§ **Challenge**:
Pick out every line in the entries below that contains the word "balcony", and copy each one. Case counts.

═════ Material shown ═════

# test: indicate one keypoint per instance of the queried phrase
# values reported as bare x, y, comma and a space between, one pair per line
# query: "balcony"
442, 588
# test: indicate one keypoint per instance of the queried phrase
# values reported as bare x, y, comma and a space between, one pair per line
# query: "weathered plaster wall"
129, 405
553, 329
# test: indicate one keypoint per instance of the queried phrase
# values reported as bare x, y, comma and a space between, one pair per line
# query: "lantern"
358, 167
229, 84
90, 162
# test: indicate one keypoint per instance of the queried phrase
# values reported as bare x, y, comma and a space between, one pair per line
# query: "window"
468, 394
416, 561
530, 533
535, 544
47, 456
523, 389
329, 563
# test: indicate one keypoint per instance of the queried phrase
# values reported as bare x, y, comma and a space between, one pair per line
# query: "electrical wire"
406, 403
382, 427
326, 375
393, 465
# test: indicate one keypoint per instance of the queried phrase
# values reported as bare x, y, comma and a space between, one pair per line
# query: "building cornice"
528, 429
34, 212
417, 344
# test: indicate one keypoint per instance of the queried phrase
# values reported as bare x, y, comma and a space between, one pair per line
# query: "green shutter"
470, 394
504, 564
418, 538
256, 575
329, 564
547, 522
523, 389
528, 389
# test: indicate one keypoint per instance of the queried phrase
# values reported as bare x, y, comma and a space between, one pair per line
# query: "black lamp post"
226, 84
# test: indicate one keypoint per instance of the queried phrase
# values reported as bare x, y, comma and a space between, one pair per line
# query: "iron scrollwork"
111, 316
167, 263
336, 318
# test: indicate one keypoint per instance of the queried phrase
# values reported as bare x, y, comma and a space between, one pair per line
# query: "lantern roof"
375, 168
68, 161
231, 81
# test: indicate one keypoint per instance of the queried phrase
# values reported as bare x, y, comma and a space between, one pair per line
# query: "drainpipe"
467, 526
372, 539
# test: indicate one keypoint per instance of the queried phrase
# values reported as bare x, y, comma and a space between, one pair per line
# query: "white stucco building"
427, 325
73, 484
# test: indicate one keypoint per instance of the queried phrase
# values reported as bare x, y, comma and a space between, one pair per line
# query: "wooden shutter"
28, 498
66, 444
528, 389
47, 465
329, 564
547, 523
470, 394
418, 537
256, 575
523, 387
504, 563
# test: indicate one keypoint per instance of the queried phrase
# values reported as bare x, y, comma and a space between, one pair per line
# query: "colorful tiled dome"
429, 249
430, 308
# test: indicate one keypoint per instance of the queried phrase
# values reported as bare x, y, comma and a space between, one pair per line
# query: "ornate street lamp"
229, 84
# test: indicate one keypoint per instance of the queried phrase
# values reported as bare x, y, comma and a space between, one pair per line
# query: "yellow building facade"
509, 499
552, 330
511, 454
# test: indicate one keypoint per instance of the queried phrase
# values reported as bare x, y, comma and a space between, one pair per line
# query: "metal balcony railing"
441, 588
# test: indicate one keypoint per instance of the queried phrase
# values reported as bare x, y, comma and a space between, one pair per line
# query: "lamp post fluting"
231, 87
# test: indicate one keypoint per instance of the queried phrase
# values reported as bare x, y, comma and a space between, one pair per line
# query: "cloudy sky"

═════

§ **Response**:
# query: "balcony"
# query: "metal balcony railing"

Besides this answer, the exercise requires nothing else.